Why don't more Iraqis complain? I wonder if it could be because of
Saddam's decree in 2000 authorizing the government to amputate the
tongues of citizens who criticize him or his government.

The following are routine in Iraq today:


* Medical experimentation * Beatings * Crucifixion * Hammering nails into the fingers and hands * Amputating sex organs or breasts with an electric carving knife * Spraying insecticides into a victim's eyes * Branding with a hot iron * Committing rape while the victim's spouse is forced to watch * Pouring boiling water into the victim's rectum * Nailing the tongue to a wooden board * Extracting teeth with pliers * Using bees and scorpions to sting naked children in front of their parents


Does this sound familiar to you? Medical experimentation? Routine torture for the fun of it? It reminds me of Nazi Germany. We went in for Hitler – who didn't attack the United States, by the way – and we are going in for Saddam.

Saddam does not deny the fact that his regime tortures and brutally
murders women. The daily newspaper "Babel," owned by Uday, Hussein's
eldest son, contained a public admission on Feb. 13, 2001 of beheading
women who are suspected of prostitution.

The Iraqi Women's League in Damascus, Syria, describes this practice as
follows: "Under the pretext of fighting prostitution, units of
'Feda'iyee Saddam,' the paramilitary organization led by Uday, have
beheaded in public more than 200 women all over the country, dumping
their severed heads at their families' doorsteps. Many of the victims
were innocent professional women, including some who were suspected of
being dissidents." (March 3, 2001).

So much for treatment of women. What about the children?

"Since the Gulf War alone, Saddam Hussein has built 48 lavish palaces
for himself," says the U.S. State Department. "Meanwhile,
pharmaceutical supplies intended for sick children are being exported
for resale overseas. Medicine and medical supplies that are desperately
needed by children are frequently delayed because regime members demand
bribes from suppliers. The lack of health care in Iraq has led to the
re-emergence of diseases that had been exterminated years ago,
including cholera and polio."

By the way, Saddam's regime also forces children between the ages of 10
and 15 to attend 3-week training courses in weapons' use, hand-to-hand
fighting, rappelling from helicopters and infantry tactics so they can
be part of Saddam's army. These children endure 14 hours of physical
training and psychological pressure each day. Families that do not want
their children to attend this rigorous training course are threatened
with the loss of their food-ration cards.

§ **DATASET RECORDS**:
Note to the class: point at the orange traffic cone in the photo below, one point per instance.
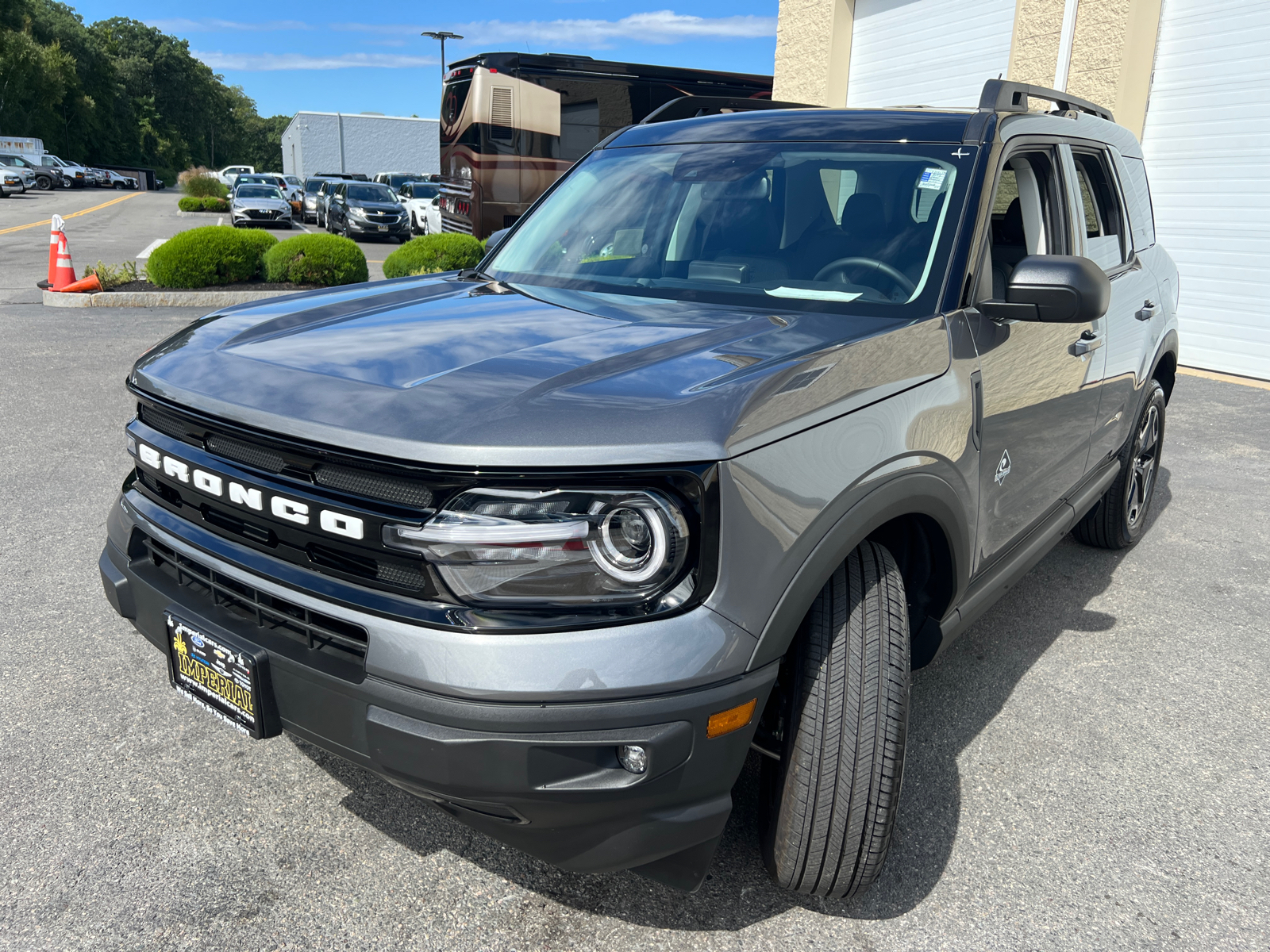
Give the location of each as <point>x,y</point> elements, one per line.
<point>64,272</point>
<point>54,235</point>
<point>84,286</point>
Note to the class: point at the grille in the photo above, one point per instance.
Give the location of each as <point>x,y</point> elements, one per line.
<point>318,631</point>
<point>245,454</point>
<point>370,484</point>
<point>164,422</point>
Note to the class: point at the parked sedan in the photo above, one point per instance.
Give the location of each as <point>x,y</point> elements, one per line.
<point>310,209</point>
<point>368,209</point>
<point>423,205</point>
<point>260,206</point>
<point>10,184</point>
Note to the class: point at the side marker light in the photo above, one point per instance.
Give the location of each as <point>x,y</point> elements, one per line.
<point>730,720</point>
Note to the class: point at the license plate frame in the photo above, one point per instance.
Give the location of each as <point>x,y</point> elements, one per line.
<point>224,674</point>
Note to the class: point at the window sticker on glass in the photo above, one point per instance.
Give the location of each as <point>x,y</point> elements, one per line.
<point>933,179</point>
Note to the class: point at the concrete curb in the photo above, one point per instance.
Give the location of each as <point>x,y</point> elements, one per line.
<point>159,298</point>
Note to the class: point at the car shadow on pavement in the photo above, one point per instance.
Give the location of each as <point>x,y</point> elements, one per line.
<point>952,701</point>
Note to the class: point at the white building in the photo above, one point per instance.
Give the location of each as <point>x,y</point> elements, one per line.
<point>365,143</point>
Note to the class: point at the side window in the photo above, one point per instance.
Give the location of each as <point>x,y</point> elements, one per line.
<point>1142,219</point>
<point>1028,219</point>
<point>1104,217</point>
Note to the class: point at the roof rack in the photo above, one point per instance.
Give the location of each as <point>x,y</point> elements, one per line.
<point>691,107</point>
<point>1007,97</point>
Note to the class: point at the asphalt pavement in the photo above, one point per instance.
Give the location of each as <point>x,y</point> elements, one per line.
<point>1089,766</point>
<point>105,225</point>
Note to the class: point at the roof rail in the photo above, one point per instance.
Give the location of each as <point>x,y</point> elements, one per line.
<point>691,107</point>
<point>1007,97</point>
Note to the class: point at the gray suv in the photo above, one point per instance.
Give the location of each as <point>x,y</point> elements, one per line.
<point>752,414</point>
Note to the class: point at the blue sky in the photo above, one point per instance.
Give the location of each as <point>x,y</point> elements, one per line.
<point>330,56</point>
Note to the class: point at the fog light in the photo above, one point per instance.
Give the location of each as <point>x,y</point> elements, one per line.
<point>633,757</point>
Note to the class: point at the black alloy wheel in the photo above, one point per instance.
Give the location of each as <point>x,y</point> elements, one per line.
<point>842,708</point>
<point>1121,517</point>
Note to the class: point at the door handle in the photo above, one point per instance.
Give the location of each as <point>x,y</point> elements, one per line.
<point>1085,343</point>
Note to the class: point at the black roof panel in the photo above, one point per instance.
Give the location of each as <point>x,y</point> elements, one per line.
<point>804,126</point>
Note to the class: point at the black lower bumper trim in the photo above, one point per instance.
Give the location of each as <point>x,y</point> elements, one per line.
<point>541,777</point>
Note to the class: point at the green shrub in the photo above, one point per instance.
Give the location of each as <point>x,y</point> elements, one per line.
<point>205,186</point>
<point>429,254</point>
<point>211,255</point>
<point>317,259</point>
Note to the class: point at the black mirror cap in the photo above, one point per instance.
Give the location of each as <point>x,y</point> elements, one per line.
<point>1060,289</point>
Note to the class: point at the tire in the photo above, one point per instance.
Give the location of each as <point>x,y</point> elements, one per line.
<point>1119,518</point>
<point>833,797</point>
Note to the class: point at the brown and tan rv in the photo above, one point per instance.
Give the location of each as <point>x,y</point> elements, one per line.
<point>511,124</point>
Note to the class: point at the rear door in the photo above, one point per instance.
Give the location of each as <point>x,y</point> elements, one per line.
<point>1136,309</point>
<point>1041,386</point>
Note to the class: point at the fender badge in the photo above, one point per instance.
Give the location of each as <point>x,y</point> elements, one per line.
<point>1003,469</point>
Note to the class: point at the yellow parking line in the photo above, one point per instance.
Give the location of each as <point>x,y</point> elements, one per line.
<point>1225,378</point>
<point>73,215</point>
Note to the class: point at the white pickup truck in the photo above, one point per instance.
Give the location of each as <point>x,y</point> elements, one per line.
<point>230,173</point>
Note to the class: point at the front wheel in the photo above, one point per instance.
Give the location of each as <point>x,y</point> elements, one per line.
<point>1121,517</point>
<point>833,797</point>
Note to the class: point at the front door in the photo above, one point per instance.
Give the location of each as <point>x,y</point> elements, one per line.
<point>1041,381</point>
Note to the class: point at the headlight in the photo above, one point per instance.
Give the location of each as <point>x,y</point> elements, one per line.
<point>556,547</point>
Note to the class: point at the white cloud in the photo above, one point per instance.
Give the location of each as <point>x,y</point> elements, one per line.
<point>660,27</point>
<point>214,25</point>
<point>270,63</point>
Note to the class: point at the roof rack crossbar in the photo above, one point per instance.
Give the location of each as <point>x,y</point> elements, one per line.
<point>1009,97</point>
<point>691,107</point>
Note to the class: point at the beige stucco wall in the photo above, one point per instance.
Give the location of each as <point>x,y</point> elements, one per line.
<point>1113,51</point>
<point>813,51</point>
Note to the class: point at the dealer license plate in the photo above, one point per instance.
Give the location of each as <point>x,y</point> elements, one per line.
<point>222,676</point>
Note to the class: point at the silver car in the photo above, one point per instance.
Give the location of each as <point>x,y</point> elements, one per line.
<point>260,206</point>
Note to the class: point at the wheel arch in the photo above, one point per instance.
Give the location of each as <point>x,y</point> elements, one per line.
<point>922,516</point>
<point>1165,367</point>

§ **WORK INSTRUCTION A**: Rewrite the passage on Iraq from "The Iraqi Women's" to "(March 3, 2001).", renaming "Iraqi Women's League" as "Iraqi Women's Union".
§ **WORK INSTRUCTION B**: Using the passage on Iraq, answer yes or no to each statement and quote the words that settle it: (i) Saddam Hussein built 48 palaces for himself after the Gulf War. (ii) Children aged 10 to 15 are made to attend 6-week training courses. (iii) The newspaper "Babel" was owned by Saddam Hussein's youngest son.
§ **WORK INSTRUCTION C**: Put this sentence from the passage on Iraq into Spanish: "These children endure 14 hours of physical training and psychological pressure each day."
Use only the passage on Iraq, not the items.

§ **EXERCISE SOLUTION A**:
The Iraqi Women's Union in Damascus, Syria, describes this practice as
follows: "Under the pretext of fighting prostitution, units of
'Feda'iyee Saddam,' the paramilitary organization led by Uday, have
beheaded in public more than 200 women all over the country, dumping
their severed heads at their families' doorsteps. Many of the victims
were innocent professional women, including some who were suspected of
being dissidents." (March 3, 2001).

§ **EXERCISE SOLUTION B**:
(i) Yes: "Since the Gulf War alone, Saddam Hussein has built 48 lavish palaces for himself"
(ii) No: "3-week training courses"
(iii) No: "owned by Uday, Hussein's eldest son"

§ **EXERCISE SOLUTION C**: Estos niños soportan 14 horas de entrenamiento físico y presión psicológica cada día.